Given problem —
Please copy out the entries below, changing every "smallest" to "tightest" and keeping all other text the same.

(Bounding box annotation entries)
----------

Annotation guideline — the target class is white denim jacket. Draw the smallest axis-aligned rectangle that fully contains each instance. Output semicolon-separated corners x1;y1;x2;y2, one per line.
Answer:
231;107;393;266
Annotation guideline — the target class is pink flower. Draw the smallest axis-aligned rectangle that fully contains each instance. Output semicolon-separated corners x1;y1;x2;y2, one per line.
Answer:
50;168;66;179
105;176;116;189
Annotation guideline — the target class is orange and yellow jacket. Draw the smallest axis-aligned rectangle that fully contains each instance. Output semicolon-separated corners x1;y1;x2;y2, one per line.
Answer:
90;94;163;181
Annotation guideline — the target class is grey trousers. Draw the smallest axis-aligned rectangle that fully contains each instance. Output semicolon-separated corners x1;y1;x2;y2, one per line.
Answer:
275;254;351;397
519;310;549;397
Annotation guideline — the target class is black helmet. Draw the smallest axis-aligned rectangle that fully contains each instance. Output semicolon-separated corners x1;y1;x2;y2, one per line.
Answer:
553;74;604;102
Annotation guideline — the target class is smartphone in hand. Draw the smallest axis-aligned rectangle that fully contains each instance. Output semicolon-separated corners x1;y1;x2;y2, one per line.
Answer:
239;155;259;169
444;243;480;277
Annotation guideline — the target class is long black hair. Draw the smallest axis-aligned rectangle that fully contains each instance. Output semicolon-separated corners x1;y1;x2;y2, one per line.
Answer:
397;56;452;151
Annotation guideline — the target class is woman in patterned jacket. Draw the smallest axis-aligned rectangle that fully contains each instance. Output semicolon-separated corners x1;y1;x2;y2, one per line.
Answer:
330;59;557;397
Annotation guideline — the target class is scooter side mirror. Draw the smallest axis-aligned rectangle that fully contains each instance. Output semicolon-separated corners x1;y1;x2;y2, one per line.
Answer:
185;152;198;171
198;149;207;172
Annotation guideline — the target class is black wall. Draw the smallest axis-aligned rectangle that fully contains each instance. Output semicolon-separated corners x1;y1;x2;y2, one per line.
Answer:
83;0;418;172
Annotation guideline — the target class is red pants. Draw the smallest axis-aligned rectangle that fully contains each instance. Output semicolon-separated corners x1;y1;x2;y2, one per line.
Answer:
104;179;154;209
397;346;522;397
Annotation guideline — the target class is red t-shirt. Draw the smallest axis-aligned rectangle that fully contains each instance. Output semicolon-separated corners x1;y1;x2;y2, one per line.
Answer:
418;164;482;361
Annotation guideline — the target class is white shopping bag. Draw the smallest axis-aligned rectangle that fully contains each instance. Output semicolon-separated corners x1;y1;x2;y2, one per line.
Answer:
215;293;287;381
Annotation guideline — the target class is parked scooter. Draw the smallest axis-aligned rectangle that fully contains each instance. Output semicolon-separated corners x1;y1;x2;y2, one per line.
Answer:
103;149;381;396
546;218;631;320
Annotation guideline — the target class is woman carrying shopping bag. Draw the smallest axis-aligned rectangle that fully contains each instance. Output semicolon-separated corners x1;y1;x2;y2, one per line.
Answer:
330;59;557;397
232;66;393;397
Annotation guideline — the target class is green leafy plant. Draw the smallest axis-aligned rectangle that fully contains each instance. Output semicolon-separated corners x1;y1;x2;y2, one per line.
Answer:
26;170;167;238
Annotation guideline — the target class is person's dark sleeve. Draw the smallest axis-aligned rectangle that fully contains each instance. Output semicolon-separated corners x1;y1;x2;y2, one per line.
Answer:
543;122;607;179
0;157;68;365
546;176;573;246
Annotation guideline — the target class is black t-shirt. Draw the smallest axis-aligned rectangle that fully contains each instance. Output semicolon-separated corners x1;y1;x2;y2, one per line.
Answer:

----------

Reply —
Annotation guideline — the target class is white denim jacket. Draw the tightest axis-aligned rectangle that fully contains each instance. Output semicolon-separated corners x1;y1;x2;y2, one per line.
Answer:
231;107;393;266
Annotation guideline — the target class is pink flower. Draw the tightest axis-aligned rectangle that fully contains each instance. Output semicolon-separated corners x1;y1;x2;y2, one per line.
Answer:
50;168;66;179
105;176;116;189
Annotation guideline — the target class is orange and yellow jacket. Draw the tightest axis-aligned rectangle that fully contains each instance. Output semicolon-separated corners x1;y1;x2;y2, one per line.
Answer:
90;94;163;181
Annotation guideline — the target class is grey trousers. Draw the tightest axis-aligned rectangle that fully contains each instance. Output semicolon-separated corners x1;y1;x2;y2, one per line.
Answer:
275;254;351;397
519;310;549;397
Annotation guideline — the target class is black helmet. Draw the tightest axis-aligned rectangle that fully contains each instance. Output semicolon-separated corners x1;y1;x2;y2, one per line.
Answer:
553;74;604;102
Annotation guideline — the target class is smartphone in hand. Draw the tightest axis-aligned rectangle that fully contains each instance. Output semicolon-separated corners x1;y1;x2;y2, one per line.
Answer:
239;155;259;169
444;243;480;277
Annotation guideline — the target class is long black hair. Draw the tightest axis-aligned rectangle that fully contains each instance. Output semicolon-separated corners x1;y1;x2;y2, one per line.
Answer:
397;56;452;151
Annotation guideline — the target class is woman in patterned jacket. Draw the tightest axis-aligned rectangle that fully contains each instance. Output semicolon-separated corners x1;y1;x2;y2, one per line.
Answer:
330;59;557;397
Annotation guideline — the target class is scooter side mirror. Draw the tightest axis-aligned rectangle that fully contains each instance. Output semicolon-separated corners x1;y1;x2;y2, one per line.
Answer:
185;152;198;171
198;149;207;172
Annotation guideline — the target class is black wall. Draw the tightest axis-aligned rectangle that fully contains each instance. Output semicolon-separated corners x1;y1;x2;y2, one per line.
Answer:
83;0;418;172
Annotation guideline — the target class is red pants. Draw the tightest axis-aligned rectangle that fully contains each instance. Output semicolon-separated corners x1;y1;x2;y2, one per line.
Answer:
104;179;154;209
397;346;522;397
Annotation guideline — the target class is red t-shirt. Draw the tightest axis-aligned rectangle that fully contains each instance. Output semicolon-separated corners x1;y1;x2;y2, one per line.
Answer:
418;164;482;361
Annotation guideline — the target class is white shopping bag. Draw the tightest axis-aligned rectangle that fully contains each instance. Output semicolon-separated corners x1;y1;x2;y2, one per line.
Answer:
215;293;287;381
Annotation guideline — the target class is parked scooter. Draw the tightest axis-aligned rectangle that fully contains each instance. Output semicolon-separated corners x1;y1;x2;y2, one per line.
Answer:
103;149;381;396
546;218;631;320
Annotation guideline — the target class is woman carrying shopping bag. Draw the tightest axis-aligned rectangle that fully contains each instance. Output semicolon-separated corners x1;y1;x2;y2, one per line.
Answer:
330;59;557;397
232;66;393;397
Annotation guideline — the target class is green leafy plant. Draw the tightest axis-aligned rectangle that fully contains each instance. Output semicolon-separated corners x1;y1;x2;y2, one per line.
Answer:
26;170;167;238
Annotation guideline — the target class is person's dark sleeve. Draw the tightest axis-aligned rectangle that fully contains each instance. Output semicolon-separated corners x1;y1;x2;y2, one per line.
Answer:
543;122;607;179
0;157;68;365
546;176;573;246
Annotation guideline — the target class is black t-shirt. Draw the tightest axis-aligned rectangle that fully contains each instance. Output semicolon-separated corners x1;y1;x2;y2, one per line.
Answer:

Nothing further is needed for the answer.